INSTRUCTION —
Return each line of the material below that contains the string "road", copied verbatim and in its original order.

INFORMATION GIVEN —
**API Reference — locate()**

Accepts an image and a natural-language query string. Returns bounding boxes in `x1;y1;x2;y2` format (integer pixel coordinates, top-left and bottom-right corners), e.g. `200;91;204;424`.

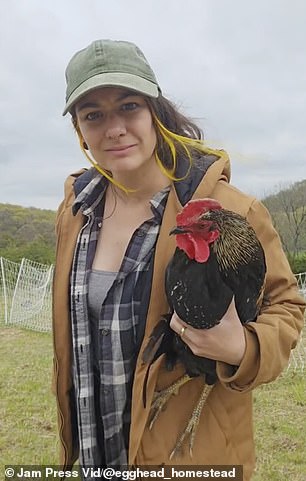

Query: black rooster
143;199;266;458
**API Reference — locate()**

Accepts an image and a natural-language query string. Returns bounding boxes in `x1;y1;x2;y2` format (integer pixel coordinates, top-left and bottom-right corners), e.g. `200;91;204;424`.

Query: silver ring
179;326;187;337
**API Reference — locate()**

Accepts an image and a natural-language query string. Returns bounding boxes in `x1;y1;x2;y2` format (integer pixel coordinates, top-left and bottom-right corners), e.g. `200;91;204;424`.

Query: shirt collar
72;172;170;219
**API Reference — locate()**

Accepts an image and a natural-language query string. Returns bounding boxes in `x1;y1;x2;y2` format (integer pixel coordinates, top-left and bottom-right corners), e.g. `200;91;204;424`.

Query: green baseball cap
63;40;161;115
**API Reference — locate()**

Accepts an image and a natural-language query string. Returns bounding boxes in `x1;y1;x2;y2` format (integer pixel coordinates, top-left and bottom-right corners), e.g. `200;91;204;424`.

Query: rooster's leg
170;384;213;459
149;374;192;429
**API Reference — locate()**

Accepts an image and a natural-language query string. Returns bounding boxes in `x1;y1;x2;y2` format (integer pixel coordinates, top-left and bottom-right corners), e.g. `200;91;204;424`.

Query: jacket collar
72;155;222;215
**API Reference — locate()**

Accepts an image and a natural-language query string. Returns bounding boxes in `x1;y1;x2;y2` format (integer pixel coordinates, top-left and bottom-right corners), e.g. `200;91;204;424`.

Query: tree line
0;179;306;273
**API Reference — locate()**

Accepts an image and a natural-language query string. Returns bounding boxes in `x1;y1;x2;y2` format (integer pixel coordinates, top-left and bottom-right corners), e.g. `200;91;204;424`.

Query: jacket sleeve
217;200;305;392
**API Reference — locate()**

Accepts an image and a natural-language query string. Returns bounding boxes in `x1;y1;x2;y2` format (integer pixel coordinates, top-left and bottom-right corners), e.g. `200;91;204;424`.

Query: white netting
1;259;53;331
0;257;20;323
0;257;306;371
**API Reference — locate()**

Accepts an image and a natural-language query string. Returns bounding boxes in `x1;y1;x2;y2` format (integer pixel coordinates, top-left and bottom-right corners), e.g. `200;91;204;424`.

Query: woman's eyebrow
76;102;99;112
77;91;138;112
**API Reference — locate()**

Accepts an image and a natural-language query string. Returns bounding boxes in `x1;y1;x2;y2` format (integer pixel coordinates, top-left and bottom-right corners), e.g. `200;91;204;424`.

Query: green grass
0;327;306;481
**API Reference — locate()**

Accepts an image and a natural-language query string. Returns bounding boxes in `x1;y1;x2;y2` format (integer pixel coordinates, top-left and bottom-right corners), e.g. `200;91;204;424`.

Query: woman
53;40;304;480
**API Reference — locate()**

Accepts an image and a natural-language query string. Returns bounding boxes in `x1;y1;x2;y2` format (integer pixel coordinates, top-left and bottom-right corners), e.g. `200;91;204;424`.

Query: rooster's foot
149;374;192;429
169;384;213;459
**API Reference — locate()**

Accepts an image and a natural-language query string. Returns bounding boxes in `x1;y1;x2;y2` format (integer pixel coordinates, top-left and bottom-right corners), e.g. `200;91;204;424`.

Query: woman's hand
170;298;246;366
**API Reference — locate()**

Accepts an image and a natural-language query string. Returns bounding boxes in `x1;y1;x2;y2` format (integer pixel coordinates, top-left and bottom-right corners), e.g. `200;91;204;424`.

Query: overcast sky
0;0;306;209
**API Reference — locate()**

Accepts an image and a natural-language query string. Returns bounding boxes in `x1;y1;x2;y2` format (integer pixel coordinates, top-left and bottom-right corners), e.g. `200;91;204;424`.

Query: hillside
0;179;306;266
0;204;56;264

* * *

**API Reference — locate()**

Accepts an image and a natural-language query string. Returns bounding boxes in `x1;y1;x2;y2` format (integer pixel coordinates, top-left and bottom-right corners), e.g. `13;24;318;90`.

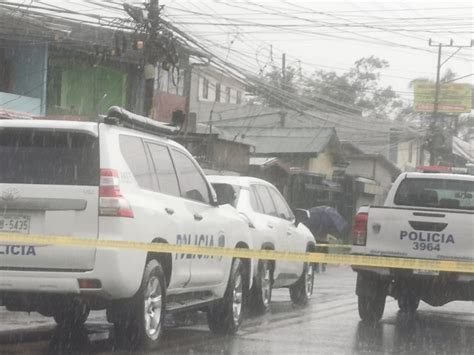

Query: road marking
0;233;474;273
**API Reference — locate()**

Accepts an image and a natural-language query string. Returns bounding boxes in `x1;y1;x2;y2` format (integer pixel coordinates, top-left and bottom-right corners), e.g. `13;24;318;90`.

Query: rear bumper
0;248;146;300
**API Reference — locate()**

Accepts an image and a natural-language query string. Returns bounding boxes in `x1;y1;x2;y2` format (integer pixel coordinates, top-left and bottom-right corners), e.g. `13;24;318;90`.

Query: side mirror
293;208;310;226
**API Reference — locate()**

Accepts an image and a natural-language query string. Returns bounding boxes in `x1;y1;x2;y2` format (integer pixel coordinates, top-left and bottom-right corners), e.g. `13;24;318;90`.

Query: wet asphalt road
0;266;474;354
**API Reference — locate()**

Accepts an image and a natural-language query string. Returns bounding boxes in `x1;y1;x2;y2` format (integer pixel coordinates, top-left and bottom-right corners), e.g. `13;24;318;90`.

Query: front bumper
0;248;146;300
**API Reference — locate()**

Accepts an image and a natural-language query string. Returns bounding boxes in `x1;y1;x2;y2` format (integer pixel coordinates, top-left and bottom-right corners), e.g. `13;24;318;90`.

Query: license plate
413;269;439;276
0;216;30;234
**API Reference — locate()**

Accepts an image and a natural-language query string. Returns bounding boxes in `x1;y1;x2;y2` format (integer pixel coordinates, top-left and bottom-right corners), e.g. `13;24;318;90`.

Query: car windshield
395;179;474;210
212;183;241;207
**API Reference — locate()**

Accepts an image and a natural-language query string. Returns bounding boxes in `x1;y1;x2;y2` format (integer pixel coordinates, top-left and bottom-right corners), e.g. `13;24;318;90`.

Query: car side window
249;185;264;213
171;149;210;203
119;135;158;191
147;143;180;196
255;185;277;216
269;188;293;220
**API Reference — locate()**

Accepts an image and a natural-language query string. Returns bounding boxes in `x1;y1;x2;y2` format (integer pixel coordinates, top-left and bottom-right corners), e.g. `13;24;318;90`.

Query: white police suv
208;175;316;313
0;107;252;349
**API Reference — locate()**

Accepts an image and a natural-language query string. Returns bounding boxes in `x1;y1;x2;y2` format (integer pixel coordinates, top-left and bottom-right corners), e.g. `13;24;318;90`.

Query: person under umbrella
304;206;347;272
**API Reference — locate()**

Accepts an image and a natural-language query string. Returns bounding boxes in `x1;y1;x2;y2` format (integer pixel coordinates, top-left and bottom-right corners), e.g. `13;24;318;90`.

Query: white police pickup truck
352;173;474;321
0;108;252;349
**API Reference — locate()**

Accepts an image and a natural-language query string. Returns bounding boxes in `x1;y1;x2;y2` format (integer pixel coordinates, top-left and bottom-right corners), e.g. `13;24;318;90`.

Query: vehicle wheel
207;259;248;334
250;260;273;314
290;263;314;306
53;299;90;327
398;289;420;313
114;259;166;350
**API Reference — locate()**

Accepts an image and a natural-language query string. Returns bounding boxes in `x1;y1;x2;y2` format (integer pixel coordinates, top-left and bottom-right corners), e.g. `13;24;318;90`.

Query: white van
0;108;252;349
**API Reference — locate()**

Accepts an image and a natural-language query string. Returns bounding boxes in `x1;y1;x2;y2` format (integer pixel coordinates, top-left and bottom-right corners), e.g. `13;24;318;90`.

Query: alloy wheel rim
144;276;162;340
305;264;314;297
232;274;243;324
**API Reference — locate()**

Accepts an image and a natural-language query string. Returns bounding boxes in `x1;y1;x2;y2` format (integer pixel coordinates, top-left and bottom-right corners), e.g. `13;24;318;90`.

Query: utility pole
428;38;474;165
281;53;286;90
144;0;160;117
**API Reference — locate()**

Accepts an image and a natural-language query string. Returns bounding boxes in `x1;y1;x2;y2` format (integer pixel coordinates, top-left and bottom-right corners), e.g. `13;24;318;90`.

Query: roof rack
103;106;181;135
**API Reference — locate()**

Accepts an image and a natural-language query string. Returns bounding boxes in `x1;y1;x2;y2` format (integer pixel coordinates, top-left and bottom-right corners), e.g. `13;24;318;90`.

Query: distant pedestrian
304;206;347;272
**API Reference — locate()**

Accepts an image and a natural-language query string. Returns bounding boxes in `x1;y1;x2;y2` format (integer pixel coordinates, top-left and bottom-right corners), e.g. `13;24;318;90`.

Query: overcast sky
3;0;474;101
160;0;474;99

RESPONSE TO THE TASK —
Query: road marking
Query: wet asphalt road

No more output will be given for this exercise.